* [Problem to work on]
Repeat the listing in full, word for word.
Start of Supplied material
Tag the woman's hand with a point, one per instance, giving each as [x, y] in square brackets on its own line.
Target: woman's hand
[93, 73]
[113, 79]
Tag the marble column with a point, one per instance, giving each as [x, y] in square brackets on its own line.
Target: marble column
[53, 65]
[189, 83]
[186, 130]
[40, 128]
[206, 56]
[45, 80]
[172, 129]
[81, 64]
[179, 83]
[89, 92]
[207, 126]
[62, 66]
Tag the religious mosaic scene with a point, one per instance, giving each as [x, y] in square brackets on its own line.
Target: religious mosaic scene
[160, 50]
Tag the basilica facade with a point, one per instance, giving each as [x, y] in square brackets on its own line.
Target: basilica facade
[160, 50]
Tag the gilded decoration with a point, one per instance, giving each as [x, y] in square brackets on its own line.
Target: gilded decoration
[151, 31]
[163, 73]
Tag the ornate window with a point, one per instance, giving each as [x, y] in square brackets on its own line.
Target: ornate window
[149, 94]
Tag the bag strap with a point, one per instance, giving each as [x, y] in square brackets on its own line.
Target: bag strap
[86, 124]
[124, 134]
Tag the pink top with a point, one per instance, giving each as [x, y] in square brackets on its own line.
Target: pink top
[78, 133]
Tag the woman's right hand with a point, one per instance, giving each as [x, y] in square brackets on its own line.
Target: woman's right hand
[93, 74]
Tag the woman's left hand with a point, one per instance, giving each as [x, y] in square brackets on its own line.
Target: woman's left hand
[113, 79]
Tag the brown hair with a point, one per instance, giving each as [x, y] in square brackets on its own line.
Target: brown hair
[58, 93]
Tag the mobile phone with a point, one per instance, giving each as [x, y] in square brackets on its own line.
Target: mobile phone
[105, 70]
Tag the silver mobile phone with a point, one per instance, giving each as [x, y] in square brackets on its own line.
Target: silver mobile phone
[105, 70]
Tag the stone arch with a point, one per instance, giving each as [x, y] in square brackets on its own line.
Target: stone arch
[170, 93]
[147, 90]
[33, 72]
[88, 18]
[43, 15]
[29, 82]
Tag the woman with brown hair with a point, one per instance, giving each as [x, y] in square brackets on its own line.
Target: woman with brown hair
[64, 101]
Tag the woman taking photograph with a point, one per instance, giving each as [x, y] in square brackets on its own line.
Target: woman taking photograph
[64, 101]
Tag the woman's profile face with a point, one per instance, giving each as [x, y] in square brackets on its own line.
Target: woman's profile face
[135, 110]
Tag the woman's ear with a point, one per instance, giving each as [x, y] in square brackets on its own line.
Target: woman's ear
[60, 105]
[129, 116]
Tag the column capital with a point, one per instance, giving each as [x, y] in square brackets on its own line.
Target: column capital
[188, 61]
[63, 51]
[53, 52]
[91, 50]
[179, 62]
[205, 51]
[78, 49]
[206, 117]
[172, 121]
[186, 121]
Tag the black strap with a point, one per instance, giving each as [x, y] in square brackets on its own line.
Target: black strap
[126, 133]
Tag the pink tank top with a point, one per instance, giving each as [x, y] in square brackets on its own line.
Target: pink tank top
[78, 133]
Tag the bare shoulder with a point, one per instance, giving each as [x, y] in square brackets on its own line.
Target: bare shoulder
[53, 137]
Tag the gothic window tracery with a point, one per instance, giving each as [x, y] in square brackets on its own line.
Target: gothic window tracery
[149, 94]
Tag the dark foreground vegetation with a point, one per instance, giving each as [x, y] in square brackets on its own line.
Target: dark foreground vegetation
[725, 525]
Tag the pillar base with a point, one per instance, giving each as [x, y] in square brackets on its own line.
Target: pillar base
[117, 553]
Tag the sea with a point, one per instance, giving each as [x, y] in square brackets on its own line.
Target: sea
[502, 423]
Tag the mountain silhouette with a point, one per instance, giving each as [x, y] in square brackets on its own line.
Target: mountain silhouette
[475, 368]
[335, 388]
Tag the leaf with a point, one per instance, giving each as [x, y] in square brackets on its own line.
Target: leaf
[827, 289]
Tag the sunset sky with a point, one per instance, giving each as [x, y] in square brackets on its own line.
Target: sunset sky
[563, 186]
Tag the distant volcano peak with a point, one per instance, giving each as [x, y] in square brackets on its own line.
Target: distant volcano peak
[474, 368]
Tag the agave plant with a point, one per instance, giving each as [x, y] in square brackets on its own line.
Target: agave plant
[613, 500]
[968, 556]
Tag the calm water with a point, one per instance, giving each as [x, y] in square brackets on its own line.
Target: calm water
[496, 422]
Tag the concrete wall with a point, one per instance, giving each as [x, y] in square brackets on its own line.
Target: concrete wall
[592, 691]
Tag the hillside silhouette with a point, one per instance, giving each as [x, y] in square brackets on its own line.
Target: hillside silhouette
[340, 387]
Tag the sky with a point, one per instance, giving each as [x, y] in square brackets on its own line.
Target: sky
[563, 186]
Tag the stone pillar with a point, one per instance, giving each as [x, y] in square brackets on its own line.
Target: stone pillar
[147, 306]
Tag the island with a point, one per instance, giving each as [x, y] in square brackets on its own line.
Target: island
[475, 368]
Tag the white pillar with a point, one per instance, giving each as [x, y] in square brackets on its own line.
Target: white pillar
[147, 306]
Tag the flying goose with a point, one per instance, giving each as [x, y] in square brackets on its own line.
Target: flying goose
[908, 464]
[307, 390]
End of Supplied material
* [Solution]
Tag the woman's hand with a point, one per instance, giving each as [x, y] in square brackets on its own line.
Target: woman's hand
[93, 73]
[113, 79]
Tag the marble column with a point, one per instance, giving each as [x, y] in square brackets on its own line.
Target: marble column
[53, 65]
[189, 83]
[186, 130]
[40, 128]
[206, 56]
[45, 80]
[172, 129]
[81, 64]
[179, 83]
[89, 92]
[207, 126]
[62, 66]
Tag the religious mosaic scene with a point, one per instance, giving each as [x, y] in square brackets on its own line.
Target: religious mosaic scene
[160, 50]
Tag the basilica facade with a point, one per instance, giving each as [x, y] in square brackets on its own line.
Target: basilica facade
[160, 50]
Tag the gilded decoration with a point, one per instance, giving each as [x, y] in square brackets on its own line.
Target: gilded decoration
[151, 31]
[163, 73]
Tag the ornate window with a point, one per instance, giving each as [x, y] in square brackets on its own line.
Target: ornate window
[149, 94]
Tag the bag strap with a point, one per instance, giving each as [x, y] in square brackets on its own line.
Target: bag strap
[86, 124]
[124, 134]
Tag the pink top with a point, one per instance, giving each as [x, y] in square brackets on its own line.
Target: pink top
[78, 133]
Tag the woman's right hand with a point, one per instance, giving each as [x, y] in square brackets on its own line.
Target: woman's right hand
[93, 74]
Tag the woman's left hand with a point, one per instance, giving each as [x, y] in square brackets on its own line.
Target: woman's left hand
[113, 79]
Tag the brown hair with a point, one per instance, giving each as [x, y] in square brackets on its own line.
Target: brown hair
[58, 93]
Tag the mobile phone with a point, one per instance, giving each as [x, y] in square brackets on its own line.
Target: mobile phone
[105, 70]
Tag the silver mobile phone with a point, one per instance, giving each as [x, y] in square brackets on its own line.
Target: silver mobile phone
[105, 70]
Tag the stone arch with a point, one per instance, giving each as [x, y] in square brackets on its own line.
Target: stone arch
[170, 93]
[147, 90]
[33, 72]
[88, 18]
[43, 15]
[29, 82]
Tag the woman with brown hair with a point, one per instance, giving each as [x, y] in square brackets on its own line.
Target: woman with brown hair
[64, 101]
Tag the woman taking photograph with a point, one per instance, giving each as [x, y] in square brackets on its own line.
Target: woman taking photograph
[64, 101]
Tag the woman's profile face with a point, one per instance, giving each as [x, y] in square brackets on its own line.
Target: woman's profile face
[135, 110]
Tag the woman's ear with a point, one per instance, giving each as [x, y] in square brackets on its own line.
Target: woman's ear
[60, 105]
[129, 116]
Tag the column capital with a point, one per instance, giving each as [x, y] in square brackets on its own line.
Target: column capital
[188, 61]
[63, 51]
[53, 52]
[91, 50]
[179, 62]
[205, 51]
[78, 49]
[206, 117]
[172, 121]
[186, 121]
Tag the black strap with a point, one per instance, giving each as [x, y] in square brackets on its own line.
Target: black strap
[126, 133]
Tag the pink tank top with a point, one per instance, giving each as [x, y] in square brackets on its own line.
Target: pink tank top
[78, 133]
Tag the bare shoulder with a point, one per instance, giving each as [x, y] in square brackets on its own line.
Target: bare shoulder
[53, 137]
Tag the gothic window tracery with a point, one per instance, giving each as [x, y] in square brackets on its own line.
Target: gothic window tracery
[149, 94]
Tag the dark foreground vegetation with a point, one per instance, giving each as [x, y] in square brackets on its own line.
Target: dark foreground vegetation
[725, 525]
Tag the pillar base with a point, one per instance, giving each as [x, y] in square brackets on its own line.
Target: pillar base
[117, 553]
Tag the sea with a point, one per instance, giving each as [x, y] in square brackets on its own line.
Target: sea
[502, 423]
Tag the mountain silhouette with a point, one per instance, giving each as [x, y] in square brackets on its own line.
Target: mountain silhouette
[475, 368]
[335, 388]
Tag the leaf with a point, one per instance, giving each as [x, y] in square brackets on its own line.
Target: leaf
[827, 289]
Tag the sunset sky with a point, one per instance, giving each as [x, y] in square brackets on its own line.
Target: sunset sky
[563, 186]
Tag the distant volcano peak with a point, one per instance, giving each as [x, y] in square brackets on its own line.
Target: distant volcano peak
[474, 368]
Tag the agave plant with a point, one per instance, giving each as [x, y] in square brackets on its own line.
Target: agave plant
[613, 500]
[968, 556]
Tag the calm water with a point, one per instance, giving each as [x, y] in square brackets on its own line.
Target: calm water
[496, 422]
Tag the concrete wall with a point, one per instance, giving each as [x, y] in square brackets on its own line.
Target: concrete wall
[592, 691]
Tag the hillside silhouette with a point, one per instance, giving each as [x, y] in square brackets on its own line.
Target: hillside silhouette
[340, 387]
Tag the sky with a point, one per instance, giving each as [x, y] in square brackets on its own line.
Target: sky
[563, 186]
Tag the stone pillar with a point, one per instance, giving each as [x, y] in square brackets on its own line.
Target: stone pillar
[147, 306]
Tag the island with a point, one per instance, giving each as [x, y] in square brackets on its own line.
Target: island
[475, 368]
Tag the white pillar with a point, one per instance, giving each as [x, y] in square brackets on its own line.
Target: white pillar
[147, 306]
Tag the flying goose with a point, one per instance, giving each as [x, y] in square brackets on its own line.
Target: flying goose
[908, 464]
[307, 390]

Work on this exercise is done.